# Problem details
Reproduce the following material verbatim, line for line.

# Provided data
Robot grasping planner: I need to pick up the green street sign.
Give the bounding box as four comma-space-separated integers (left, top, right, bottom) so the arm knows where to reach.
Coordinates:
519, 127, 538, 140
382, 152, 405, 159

# Task answer
Robot grasping planner: I need to pick up the green street sign.
Give the bounding box as four comma-space-separated integers (left, top, right, bottom) so the arm knows where to reach.
Coordinates:
519, 127, 538, 140
382, 152, 405, 159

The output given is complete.